** Start of Dataset records **
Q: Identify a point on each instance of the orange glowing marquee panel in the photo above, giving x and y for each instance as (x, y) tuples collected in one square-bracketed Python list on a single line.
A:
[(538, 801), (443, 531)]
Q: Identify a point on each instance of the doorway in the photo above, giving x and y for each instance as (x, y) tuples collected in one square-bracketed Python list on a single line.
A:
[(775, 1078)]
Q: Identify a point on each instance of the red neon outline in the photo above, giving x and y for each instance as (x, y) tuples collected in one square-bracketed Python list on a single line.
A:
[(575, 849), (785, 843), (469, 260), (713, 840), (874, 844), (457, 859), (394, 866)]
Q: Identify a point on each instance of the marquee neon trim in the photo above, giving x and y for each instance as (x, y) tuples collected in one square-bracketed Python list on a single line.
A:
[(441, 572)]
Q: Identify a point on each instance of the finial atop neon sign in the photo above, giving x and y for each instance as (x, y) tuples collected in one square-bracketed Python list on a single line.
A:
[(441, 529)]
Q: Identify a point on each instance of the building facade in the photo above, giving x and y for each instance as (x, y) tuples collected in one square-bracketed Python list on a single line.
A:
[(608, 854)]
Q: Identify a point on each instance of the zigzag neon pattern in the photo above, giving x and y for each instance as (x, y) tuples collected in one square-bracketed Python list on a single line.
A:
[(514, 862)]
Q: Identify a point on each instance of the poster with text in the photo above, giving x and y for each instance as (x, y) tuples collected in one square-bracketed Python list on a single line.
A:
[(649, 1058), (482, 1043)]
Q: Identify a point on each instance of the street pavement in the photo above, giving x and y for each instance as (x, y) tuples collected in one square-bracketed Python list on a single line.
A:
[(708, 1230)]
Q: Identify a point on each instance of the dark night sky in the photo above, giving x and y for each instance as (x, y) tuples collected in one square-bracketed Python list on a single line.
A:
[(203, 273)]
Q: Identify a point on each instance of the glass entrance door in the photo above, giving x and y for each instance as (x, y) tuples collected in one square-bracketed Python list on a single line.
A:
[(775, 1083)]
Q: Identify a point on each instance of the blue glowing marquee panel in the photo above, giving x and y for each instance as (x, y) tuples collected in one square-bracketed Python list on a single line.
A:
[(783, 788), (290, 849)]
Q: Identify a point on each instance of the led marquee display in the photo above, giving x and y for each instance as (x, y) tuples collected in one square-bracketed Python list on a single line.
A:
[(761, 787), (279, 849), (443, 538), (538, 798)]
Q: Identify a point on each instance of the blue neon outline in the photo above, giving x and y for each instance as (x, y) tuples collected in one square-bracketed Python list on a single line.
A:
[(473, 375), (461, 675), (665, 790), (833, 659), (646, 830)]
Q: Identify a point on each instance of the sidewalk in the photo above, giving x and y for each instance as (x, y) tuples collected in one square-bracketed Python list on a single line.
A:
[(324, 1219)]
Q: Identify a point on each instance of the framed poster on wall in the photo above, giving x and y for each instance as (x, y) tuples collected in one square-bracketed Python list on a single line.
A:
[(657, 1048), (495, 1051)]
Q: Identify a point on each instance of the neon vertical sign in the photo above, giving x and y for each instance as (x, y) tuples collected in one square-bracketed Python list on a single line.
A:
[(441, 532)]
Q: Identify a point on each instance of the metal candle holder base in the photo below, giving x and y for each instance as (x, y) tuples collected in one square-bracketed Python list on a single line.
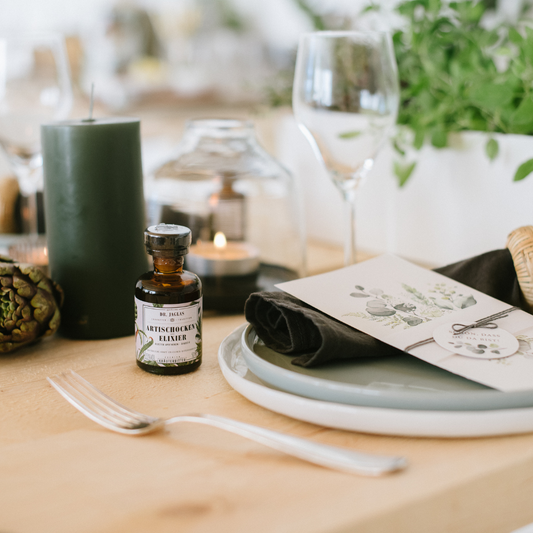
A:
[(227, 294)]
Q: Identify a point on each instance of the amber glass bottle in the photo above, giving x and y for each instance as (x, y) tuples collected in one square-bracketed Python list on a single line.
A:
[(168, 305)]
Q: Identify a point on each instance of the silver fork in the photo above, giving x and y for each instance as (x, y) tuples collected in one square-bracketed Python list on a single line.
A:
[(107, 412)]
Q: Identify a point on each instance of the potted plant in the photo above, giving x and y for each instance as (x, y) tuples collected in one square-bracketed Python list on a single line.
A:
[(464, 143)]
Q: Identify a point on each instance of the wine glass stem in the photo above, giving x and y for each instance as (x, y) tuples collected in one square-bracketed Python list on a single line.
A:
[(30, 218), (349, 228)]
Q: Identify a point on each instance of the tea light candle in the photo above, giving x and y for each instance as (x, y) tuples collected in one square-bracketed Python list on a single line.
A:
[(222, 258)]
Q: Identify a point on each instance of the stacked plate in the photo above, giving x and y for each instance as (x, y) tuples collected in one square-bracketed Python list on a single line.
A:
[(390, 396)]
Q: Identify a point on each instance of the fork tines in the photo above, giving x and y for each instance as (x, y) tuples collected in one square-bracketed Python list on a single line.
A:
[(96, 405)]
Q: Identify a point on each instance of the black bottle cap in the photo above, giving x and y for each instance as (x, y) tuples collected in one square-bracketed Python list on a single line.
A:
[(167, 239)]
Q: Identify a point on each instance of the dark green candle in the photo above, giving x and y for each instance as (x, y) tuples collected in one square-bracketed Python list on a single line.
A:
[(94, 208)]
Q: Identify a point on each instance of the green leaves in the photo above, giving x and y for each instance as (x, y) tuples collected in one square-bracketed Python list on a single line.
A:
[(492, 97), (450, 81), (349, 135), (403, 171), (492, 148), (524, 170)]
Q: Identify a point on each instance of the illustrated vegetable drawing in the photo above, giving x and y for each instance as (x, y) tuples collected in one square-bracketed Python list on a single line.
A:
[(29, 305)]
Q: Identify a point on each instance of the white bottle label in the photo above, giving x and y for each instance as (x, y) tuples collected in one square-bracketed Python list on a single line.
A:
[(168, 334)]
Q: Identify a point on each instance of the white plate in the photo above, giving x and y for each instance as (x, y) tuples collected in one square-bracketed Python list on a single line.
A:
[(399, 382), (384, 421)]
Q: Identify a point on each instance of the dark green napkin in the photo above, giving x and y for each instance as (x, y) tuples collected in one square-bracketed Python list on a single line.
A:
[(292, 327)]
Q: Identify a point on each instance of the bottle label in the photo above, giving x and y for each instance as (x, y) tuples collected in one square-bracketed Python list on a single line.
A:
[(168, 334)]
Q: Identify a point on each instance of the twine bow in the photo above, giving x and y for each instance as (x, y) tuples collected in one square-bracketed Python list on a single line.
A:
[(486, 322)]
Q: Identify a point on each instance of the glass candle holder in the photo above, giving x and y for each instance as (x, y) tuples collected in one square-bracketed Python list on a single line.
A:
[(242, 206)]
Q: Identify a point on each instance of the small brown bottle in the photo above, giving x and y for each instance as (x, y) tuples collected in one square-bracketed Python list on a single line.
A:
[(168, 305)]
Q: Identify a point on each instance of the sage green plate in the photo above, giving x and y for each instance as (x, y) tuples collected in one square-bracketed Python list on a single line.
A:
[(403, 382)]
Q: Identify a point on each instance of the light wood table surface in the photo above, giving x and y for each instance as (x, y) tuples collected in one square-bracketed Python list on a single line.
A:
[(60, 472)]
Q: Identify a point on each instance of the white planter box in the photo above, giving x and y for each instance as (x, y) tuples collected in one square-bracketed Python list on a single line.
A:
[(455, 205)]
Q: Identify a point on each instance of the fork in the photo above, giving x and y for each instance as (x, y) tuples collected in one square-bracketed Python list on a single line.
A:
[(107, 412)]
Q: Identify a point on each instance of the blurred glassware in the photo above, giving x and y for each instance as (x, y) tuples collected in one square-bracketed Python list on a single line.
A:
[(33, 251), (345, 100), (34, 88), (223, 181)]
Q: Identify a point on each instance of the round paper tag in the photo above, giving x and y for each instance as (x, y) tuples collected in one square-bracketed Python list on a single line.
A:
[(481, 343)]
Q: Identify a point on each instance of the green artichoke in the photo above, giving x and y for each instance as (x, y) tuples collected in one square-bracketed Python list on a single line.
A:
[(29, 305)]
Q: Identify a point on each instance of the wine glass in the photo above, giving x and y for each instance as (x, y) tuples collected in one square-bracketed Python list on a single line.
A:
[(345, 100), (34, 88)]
** End of Dataset records **
** Start of Dataset records **
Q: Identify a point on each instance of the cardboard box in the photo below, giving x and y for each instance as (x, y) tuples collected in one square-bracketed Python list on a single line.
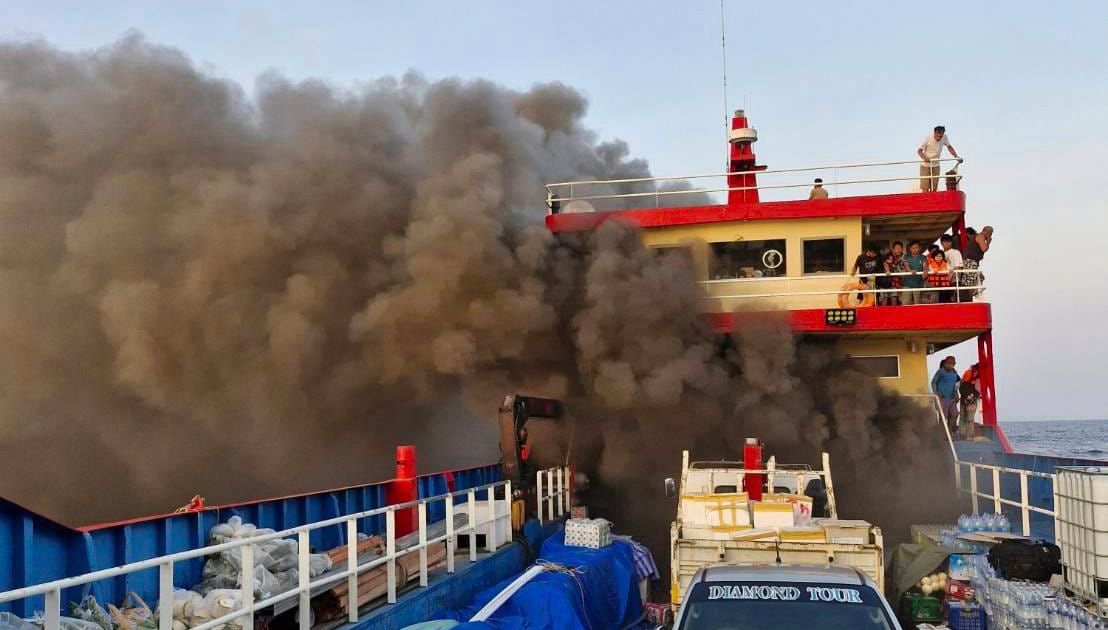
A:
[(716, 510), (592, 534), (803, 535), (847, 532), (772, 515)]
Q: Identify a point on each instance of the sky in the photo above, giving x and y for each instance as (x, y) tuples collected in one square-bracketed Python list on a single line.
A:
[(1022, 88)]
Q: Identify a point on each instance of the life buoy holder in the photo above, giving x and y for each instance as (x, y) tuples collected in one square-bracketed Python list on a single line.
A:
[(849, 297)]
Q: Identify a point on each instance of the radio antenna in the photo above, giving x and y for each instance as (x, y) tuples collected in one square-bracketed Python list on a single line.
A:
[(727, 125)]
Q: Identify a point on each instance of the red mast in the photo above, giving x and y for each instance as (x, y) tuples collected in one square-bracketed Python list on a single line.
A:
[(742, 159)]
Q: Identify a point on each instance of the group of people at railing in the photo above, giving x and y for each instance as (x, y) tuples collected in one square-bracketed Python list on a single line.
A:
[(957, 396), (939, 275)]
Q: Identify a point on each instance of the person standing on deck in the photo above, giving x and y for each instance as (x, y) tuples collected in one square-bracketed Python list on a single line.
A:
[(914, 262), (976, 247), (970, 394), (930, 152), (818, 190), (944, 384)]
** End of Dataset records **
[Stated goal]
Turn everything in the records above, from the line containing "Q: Identify a point on each instance of the green artichoke" down to the line containing "[(345, 100), (34, 88)]", into a numbered list and leave out any blank lines.

[Full output]
1. Q: Identify a point on each instance of the green artichoke in the photo above, giving x and y for each instance as (x, y) tuples collected in one square-bracketed Python list on a single line.
2. A:
3. [(29, 305)]
4. Q: Identify a point on each instance of the wine glass in the photo above, giving x and y for each instance as (x, y) tuples collected in one square-bracketed Python list on a single line.
5. A:
6. [(345, 100), (34, 88)]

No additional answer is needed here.